• [Exercise prompt]:
Since the copy must match the original, write out each record word for word, skipping only the pictures.

• [Listed records]:
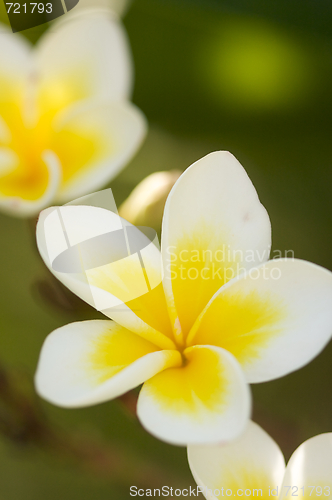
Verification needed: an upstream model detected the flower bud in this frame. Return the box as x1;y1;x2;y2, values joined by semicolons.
118;170;181;230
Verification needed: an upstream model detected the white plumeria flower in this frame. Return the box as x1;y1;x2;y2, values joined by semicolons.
35;151;332;446
188;421;332;500
0;14;146;216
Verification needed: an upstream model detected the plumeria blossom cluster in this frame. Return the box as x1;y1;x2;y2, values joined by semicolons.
188;421;332;500
35;152;332;445
0;12;146;216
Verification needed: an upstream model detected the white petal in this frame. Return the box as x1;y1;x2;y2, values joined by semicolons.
137;345;251;445
189;259;332;383
161;151;271;343
50;100;146;202
35;319;181;407
188;421;285;500
34;13;132;114
37;205;176;350
280;433;332;496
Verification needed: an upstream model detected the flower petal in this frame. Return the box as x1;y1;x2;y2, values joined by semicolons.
0;150;61;216
34;13;132;117
280;434;332;496
161;151;271;343
137;345;251;445
188;421;285;500
37;205;176;350
50;100;146;202
189;259;332;383
35;319;181;407
0;24;32;104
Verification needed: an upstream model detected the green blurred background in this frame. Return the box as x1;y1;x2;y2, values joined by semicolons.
0;0;332;497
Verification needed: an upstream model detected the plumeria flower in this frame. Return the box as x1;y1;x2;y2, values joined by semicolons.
35;151;332;445
188;420;332;500
0;13;146;216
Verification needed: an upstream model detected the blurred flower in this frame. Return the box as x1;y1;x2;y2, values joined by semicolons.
118;170;181;229
0;15;146;216
188;420;332;500
35;152;332;445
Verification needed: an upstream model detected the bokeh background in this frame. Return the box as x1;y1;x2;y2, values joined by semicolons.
0;0;332;498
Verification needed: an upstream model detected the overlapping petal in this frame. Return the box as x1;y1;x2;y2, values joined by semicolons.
188;259;332;383
188;421;285;500
137;345;251;445
161;151;271;342
35;320;181;407
37;205;176;350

• [Finished task]:
Verification needed: an upstream model detected the flower bud in this frame. Return the box as x1;y1;x2;y2, values joined by semicolons.
118;170;181;230
Verification needed: an upstream model detected the white plumeria flower in this frame. Return the box as x1;y1;x2;y2, values joined by semicolons.
35;151;332;446
188;421;332;500
0;14;146;216
Verification needed: an upstream model detected the plumeria blossom cluster in this frame. Return the box as x1;y1;x2;y2, values joined by semicolons.
188;421;332;500
35;152;332;445
0;12;146;216
Verification needed: an upstream model detected the white petal in this frame. Return the box as x1;y1;x2;y2, values joined by semicolons.
137;345;251;445
189;259;332;383
161;151;271;343
50;100;146;202
35;319;181;407
188;421;285;500
34;13;132;114
37;205;176;350
280;433;332;496
Verification needed: an upstream model detected the flower petal in this frame. Return the box as x1;y1;x2;y2, values joined by semicolons.
0;150;61;216
34;13;132;117
280;434;332;496
161;151;271;343
137;345;251;445
188;421;285;500
37;205;176;350
50;100;146;202
189;259;332;383
35;319;181;407
0;24;32;104
Verification needed: an upstream model detected the green blurred background in this frame. Return the box as x1;y1;x2;y2, values joined by semicolons.
0;0;332;497
Verification needed: an upstream model detected the plumeria flower in this frame. Return the box as x1;y1;x2;y2, values joined by semicolons.
35;151;332;445
188;420;332;500
0;13;146;216
Verification needed: an upstream model detected the blurred flower in this frame. Return the box as x1;y1;x2;y2, values joined by semicolons.
118;170;181;229
0;15;146;216
188;420;332;500
35;152;332;445
Verification needed: an upstream model detected the bokeh background in this frame. Return the box as x1;y1;x2;y2, values joined by semicolons.
0;0;332;498
Verification needed: an upstream model detected the overlapping petal in this frame. Return the box as x1;y1;x2;y2, values joined by semicolons.
188;259;332;383
188;421;285;500
137;345;251;445
161;151;271;342
35;320;181;407
37;205;176;350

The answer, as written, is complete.